## TASK DIRECTIONS
Quote the Ernesto Rossi passage below word for word, everything from "Early life and" down to "the title role.".

## EXTRACTED TEXT
#####
Ernesto Rossi (27 March 1827 – 4 June 1896) was an Italian actor and playwright.

Early life and career 
Rossi was born in Livorno to a middle-class family and was intending to study at the university there when he substituted for an actor in the Calloud theatre company who had become ill. After his successful performance, he continued performing with the company until it was dissolved in 1848. In 1852 he joined the Reale Sarda theatre company and became its leading actor. He toured Italy and Paris with Adelaide Ristori until personal differences led to the end of their theatrical partnership, and Majeroni became her leading man. Rossi went on to perform throughout Europe, including London, Vienna, Lisbon, and Moscow. He was particularly admired for his Shakespearean roles as Macbeth, King Lear, Romeo and Hamlet. Rossi also wrote several plays, the first of which, Adele, premiered with Adelaide Ristori in the title role.
#####
## PROVIDED DATA

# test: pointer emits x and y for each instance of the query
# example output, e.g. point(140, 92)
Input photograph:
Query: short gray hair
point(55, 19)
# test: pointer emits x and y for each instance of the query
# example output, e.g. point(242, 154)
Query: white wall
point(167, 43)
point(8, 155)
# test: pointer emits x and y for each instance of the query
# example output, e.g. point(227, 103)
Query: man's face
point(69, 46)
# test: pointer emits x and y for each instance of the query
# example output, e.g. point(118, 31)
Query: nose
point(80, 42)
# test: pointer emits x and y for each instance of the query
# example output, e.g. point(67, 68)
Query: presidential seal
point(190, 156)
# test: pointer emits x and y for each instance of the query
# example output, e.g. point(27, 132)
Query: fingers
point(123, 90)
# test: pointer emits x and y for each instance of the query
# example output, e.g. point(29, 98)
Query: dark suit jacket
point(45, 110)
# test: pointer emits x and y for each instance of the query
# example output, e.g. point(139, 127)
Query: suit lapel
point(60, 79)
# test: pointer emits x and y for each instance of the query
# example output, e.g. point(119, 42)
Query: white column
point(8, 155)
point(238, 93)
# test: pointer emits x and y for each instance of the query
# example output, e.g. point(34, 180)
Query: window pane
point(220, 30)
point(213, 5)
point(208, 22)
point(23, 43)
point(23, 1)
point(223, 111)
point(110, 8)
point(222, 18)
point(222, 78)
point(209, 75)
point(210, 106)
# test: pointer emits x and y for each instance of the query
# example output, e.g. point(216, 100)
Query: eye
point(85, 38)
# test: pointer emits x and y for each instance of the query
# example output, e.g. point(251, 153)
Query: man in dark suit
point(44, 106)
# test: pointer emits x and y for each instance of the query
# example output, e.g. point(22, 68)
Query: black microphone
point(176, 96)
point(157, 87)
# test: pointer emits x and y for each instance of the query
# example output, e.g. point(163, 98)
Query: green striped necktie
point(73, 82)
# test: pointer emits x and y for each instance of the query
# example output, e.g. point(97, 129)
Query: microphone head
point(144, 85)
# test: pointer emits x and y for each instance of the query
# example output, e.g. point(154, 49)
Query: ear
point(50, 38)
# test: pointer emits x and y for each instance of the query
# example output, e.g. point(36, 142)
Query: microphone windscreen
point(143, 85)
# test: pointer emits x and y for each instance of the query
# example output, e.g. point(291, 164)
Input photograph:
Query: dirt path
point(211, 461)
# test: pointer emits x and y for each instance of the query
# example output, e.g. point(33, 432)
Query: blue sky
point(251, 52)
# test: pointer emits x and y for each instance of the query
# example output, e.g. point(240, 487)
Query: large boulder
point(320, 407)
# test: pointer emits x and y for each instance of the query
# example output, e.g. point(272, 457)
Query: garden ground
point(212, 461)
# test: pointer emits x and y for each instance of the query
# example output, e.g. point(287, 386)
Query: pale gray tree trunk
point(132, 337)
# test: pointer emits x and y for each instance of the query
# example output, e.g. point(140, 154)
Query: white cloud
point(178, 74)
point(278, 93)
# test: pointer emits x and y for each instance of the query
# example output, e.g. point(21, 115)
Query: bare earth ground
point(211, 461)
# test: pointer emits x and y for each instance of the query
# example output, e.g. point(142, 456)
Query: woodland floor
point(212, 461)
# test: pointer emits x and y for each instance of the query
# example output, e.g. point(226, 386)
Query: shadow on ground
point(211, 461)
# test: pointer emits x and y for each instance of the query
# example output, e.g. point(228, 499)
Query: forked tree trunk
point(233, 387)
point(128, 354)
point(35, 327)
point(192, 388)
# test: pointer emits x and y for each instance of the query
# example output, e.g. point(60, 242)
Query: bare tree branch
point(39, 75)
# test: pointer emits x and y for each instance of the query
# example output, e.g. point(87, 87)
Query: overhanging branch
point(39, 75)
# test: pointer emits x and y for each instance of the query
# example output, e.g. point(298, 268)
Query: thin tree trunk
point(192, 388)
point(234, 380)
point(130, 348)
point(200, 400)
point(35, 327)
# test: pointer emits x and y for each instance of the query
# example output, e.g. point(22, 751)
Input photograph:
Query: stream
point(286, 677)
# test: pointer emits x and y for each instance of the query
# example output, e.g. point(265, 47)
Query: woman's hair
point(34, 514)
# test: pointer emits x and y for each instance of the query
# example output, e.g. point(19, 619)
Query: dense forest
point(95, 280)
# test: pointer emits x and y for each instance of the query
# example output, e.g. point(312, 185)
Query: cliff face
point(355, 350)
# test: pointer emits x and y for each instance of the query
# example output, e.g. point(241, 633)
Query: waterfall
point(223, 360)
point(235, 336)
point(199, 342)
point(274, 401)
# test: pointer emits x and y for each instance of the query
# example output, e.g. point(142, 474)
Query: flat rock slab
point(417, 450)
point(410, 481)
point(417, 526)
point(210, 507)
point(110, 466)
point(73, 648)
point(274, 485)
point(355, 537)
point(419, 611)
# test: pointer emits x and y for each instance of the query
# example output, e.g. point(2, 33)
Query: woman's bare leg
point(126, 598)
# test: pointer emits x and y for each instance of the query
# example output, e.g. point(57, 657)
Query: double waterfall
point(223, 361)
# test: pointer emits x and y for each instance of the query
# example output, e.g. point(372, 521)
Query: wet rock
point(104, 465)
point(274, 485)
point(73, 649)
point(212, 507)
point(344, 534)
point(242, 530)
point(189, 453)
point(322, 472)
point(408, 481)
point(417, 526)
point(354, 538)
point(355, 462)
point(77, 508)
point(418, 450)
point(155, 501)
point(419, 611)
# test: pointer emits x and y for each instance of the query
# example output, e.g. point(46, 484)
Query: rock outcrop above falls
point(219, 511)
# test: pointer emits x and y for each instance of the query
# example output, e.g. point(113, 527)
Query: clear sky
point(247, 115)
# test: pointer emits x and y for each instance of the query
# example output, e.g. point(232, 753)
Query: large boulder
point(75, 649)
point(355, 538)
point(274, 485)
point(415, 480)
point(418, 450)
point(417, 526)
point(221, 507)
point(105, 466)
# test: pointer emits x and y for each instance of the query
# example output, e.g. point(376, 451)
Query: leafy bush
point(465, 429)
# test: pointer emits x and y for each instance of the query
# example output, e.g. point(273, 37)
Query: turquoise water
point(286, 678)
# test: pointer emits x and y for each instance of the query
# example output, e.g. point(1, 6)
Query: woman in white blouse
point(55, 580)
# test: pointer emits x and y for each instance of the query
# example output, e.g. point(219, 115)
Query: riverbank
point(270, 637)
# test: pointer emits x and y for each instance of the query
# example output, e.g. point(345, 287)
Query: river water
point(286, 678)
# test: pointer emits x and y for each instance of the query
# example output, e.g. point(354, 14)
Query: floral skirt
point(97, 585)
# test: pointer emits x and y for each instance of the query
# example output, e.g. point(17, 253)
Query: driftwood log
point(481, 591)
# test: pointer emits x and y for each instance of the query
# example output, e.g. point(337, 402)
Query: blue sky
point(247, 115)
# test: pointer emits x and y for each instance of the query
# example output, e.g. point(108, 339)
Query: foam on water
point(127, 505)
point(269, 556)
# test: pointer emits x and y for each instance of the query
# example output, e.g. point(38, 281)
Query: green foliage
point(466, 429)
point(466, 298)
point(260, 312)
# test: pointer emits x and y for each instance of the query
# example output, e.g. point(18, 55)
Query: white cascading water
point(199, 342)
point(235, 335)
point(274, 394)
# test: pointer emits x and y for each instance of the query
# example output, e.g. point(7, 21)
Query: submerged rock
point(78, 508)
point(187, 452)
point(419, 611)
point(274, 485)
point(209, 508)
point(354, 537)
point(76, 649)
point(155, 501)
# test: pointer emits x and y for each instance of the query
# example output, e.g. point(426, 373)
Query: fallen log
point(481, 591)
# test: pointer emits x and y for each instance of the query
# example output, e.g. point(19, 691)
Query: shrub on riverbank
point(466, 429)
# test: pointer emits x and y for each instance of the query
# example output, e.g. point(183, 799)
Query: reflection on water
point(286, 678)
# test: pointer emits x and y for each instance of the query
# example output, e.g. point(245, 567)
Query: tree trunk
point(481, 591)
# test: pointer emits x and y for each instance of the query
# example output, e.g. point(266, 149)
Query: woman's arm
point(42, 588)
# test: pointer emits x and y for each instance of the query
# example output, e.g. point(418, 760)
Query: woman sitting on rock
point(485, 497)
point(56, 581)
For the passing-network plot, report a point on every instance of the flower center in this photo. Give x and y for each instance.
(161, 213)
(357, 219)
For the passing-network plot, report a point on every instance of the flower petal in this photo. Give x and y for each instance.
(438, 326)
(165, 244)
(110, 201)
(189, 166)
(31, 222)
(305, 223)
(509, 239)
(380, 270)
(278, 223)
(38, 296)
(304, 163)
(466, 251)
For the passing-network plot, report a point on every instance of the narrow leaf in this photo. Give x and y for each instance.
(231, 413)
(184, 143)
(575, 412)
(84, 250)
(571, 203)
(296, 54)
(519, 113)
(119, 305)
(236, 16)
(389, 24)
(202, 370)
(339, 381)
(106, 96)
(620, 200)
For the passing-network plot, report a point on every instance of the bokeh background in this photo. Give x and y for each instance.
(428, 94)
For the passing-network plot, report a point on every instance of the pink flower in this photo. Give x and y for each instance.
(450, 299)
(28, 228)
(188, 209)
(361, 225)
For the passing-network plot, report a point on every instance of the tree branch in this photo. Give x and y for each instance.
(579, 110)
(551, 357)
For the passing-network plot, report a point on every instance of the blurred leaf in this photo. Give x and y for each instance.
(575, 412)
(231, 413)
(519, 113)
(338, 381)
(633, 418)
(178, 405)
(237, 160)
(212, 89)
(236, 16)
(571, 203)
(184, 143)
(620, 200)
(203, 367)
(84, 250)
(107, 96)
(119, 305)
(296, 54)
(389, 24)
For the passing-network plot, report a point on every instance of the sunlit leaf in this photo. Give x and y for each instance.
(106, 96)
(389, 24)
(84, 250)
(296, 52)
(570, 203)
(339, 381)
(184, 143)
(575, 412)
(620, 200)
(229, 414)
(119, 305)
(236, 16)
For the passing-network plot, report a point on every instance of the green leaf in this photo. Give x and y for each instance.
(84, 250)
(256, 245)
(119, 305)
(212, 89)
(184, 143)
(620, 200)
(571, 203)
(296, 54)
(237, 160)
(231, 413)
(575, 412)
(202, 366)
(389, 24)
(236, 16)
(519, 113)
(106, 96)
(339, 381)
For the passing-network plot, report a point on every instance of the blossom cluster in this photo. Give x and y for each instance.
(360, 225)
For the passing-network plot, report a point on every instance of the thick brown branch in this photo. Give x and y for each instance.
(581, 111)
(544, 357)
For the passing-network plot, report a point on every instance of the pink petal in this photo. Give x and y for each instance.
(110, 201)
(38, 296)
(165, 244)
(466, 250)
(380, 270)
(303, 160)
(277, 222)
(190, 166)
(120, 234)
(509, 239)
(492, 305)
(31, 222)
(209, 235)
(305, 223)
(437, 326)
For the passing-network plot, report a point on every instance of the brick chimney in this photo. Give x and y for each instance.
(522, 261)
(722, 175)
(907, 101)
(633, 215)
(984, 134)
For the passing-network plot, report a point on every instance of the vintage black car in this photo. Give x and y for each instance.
#####
## FULL OUTPUT
Early life and career 
Rossi was born in Livorno to a middle-class family and was intending to study at the university there when he substituted for an actor in the Calloud theatre company who had become ill. After his successful performance, he continued performing with the company until it was dissolved in 1848. In 1852 he joined the Reale Sarda theatre company and became its leading actor. He toured Italy and Paris with Adelaide Ristori until personal differences led to the end of their theatrical partnership, and Majeroni became her leading man. Rossi went on to perform throughout Europe, including London, Vienna, Lisbon, and Moscow. He was particularly admired for his Shakespearean roles as Macbeth, King Lear, Romeo and Hamlet. Rossi also wrote several plays, the first of which, Adele, premiered with Adelaide Ristori in the title role.